:: READING PASSAGE ::

# Renegade Rebuild



## Mullit

Privateer renegade 2400 just waiting to become a center console.


----------



## Mullit

Sold the house and bow rail and moved into a warehouse I rented. The original plan was to ditch the bracket and 140s, make the floor flat, bring the cap back, add a console leaning post, transom livewell and paint. Simple right! The new plan, gut the whole boat put it all back new. Like many projects the further you dig the more you find and find I did. Rot in the transom hole in fuel tank etc. So let the fun begin I will try and keep the pics coming.


----------



## smooth move

love to see the outcome.


----------



## Mullit

More pics


----------



## Ocean Master

It looks like your headed in the right direction.


----------



## Mullit

So the plan now goes like this,extend cap add anchor locker new Coosa transom Coosa deck flat bow to stern divinycell H80 stringers new tank (tbd) tall console recessed to hull bottom key west style stand thru top leaning post with livewell transom livewell cut inch off cap spray rails jack plate or porta bracket suzuki 300 paint it all white . That should pretty much do it

The pictures are pretty much to where I am now. Everything is out with except some of the transom where it was still solid and the two forward stringers they will come out soon. Coosa and divinycell are ordered trying to make up my mind on tank custom aluminum with coal tar or plastic? Thinking something around 60 to 70 gallons.


----------



## Boardfeet

you can never have too much fuel


----------



## Jason

Looks like a BIG project.....I bet taking the house out will cut a decent bit of weight out. I like pilot houses though. Can't wait to see the finished product!!!


----------



## X-Shark

From my experience........ http://www.classicmako.com/projects/xshark/

The washboards are to low on this boat for our area. The above link represents 5yrs of my life and $60K 

When you take a rouge wave over the side and it fills the cockpit it will scare the [email protected]*t out of you.... People acting fast on my command kept the boat from going down.

But you'll have fun building it.

(Data items)
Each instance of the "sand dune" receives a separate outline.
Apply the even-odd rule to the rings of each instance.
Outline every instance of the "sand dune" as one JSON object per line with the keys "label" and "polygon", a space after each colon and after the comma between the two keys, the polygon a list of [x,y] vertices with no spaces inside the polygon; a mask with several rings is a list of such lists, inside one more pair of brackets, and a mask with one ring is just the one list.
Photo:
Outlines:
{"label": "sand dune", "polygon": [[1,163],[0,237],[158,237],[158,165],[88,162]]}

:: EXERCISE SET ::
(1) In the boat rebuild thread, how many gallons is Mullit considering for the new fuel tank?
(2) Add the next post to the boat rebuild thread, following on from its final line.
The data items come from a separate source.

:: TASK-BY-TASK ANSWERS ::
(1) Something around 60 to 70 gallons.

(2)
----------



## Mullit

Shark just took a glance but wow, can't wait to have some time to look through the build. Jealous of your vacuum pump setup, is it worth the money? I have researched the process quit a bit and am interested but have yet to explore the initial cost and where to best source material. As far as the gunnel height it is low but this boat will rarely leave sight of the beach( big bay boat,state water snapper hauler).


----------



## Mullit

After today I am very interested in any info on vacuum bagging that anyone will share? Removed the mold from another hatch gutter only to find many voids, I tried to shortcut the process and will pay the filing fairing price oh well. Point being had I bagged the part properly=no voids to fill and fair and still using a stack layup=time saving and time is money. So before I go and buy a pump,peal ply,film,tape,ect. From fiberglass supply any tips or suggestions or links will be greatly appreciated.


----------



## X-Shark

> ( big bay boat,state water snapper hauler).


The Time we took water over was 3/4mi offshore we were Cobia fishing.

But onto other things. 

I have all the Peel Ply , bleeder cloth & bag material that you might need.

Large rolls.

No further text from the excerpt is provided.